# [REQUIRED ACTION 1]
In the news report on the Singapore Sinulog Mass, write out word for word the passage starting with "The 58-year-old Church" and going on through "Where is it?)".
# [REQUIRED ACTION 2]
According to the news report on the Singapore Sinulog Mass, how old is the Church of Our Lady of Perpetual Succour on Siglap Hill?

# [TEXT SEGMENT]
□ □ □ □ □
SINGAPORE – Filipinos packed a 1,600-seater Catholic parish here on Sunday afternoon, January 26, to celebrate the traditional Filipino feast of the Child Jesus as they prayed to avert a new deadly virus threatening the region.
The 58-year-old Church of Our Lady of Perpetual Succour on Siglap Hill, Singapore, was standing room only. It was the Fiesta Mass in honor of Santo Niño de Cebu, the Child Jesus symbolized by the Philippines’ oldest religious image that Spanish colonizers gave Cebu in the 1500s.
It was the 6th time that the Filipino community in Singapore was celebrating the Sinulog, but this year was different because Singapore is on alert. In Singapore, there have been at least 4 cases of the novel coronavirus, also known as the Wuhan virus, named after its reported place of origin in China. (READ: The global spread of the coronavirus: Where is it?)
□ □ □ □ □
(Dataset excerpts)
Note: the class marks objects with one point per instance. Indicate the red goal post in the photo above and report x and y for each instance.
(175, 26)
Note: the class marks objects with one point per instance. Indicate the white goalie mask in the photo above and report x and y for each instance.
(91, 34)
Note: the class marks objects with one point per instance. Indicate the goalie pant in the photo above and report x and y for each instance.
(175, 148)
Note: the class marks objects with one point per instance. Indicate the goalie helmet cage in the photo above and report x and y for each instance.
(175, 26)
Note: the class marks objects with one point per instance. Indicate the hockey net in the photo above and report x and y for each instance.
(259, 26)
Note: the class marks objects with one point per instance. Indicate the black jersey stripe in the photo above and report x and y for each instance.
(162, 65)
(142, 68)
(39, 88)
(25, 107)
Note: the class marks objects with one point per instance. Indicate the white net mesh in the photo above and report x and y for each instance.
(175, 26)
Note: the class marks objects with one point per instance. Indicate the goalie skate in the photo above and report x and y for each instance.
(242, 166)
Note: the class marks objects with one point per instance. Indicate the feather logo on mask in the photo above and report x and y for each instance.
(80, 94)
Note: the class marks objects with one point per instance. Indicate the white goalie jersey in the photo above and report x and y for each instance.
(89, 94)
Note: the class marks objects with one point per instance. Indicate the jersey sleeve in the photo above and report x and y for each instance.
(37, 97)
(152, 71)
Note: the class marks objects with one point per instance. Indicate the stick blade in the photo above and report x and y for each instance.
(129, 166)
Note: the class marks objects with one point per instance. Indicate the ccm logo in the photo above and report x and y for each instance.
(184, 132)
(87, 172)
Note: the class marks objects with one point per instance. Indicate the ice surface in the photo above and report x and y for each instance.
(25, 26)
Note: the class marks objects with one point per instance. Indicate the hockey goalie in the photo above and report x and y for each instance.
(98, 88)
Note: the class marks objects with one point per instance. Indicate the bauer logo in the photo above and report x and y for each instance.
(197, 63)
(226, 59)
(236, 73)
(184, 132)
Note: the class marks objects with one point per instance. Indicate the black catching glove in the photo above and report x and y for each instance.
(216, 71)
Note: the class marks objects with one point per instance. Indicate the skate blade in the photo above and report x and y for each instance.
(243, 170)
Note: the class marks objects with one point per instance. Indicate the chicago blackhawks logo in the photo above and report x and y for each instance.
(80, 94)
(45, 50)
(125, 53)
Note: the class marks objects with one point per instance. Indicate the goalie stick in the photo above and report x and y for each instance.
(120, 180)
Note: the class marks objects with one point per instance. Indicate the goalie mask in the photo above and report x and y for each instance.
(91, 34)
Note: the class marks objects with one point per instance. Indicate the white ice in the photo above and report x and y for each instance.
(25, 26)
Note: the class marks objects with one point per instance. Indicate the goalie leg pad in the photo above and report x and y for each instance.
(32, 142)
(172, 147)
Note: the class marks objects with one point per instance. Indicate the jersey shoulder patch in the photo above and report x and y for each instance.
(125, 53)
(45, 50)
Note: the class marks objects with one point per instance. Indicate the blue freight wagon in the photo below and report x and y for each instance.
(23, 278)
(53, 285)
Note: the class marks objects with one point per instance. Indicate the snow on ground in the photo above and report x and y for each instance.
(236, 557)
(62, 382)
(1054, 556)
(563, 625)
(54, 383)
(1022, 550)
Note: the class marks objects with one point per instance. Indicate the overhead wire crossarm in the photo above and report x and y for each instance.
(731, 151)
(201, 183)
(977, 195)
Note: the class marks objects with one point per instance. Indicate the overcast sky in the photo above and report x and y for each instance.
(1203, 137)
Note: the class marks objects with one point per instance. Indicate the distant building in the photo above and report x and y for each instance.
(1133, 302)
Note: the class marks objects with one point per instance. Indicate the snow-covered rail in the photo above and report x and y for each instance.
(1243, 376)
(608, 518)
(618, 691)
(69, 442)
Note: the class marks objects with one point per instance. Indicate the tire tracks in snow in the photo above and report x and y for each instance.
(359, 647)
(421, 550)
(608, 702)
□ □ □ □ □
# [ANSWER 1]
The 58-year-old Church of Our Lady of Perpetual Succour on Siglap Hill, Singapore, was standing room only. It was the Fiesta Mass in honor of Santo Niño de Cebu, the Child Jesus symbolized by the Philippines’ oldest religious image that Spanish colonizers gave Cebu in the 1500s.
It was the 6th time that the Filipino community in Singapore was celebrating the Sinulog, but this year was different because Singapore is on alert. In Singapore, there have been at least 4 cases of the novel coronavirus, also known as the Wuhan virus, named after its reported place of origin in China. (READ: The global spread of the coronavirus: Where is it?)

# [ANSWER 2]
It is 58 years old.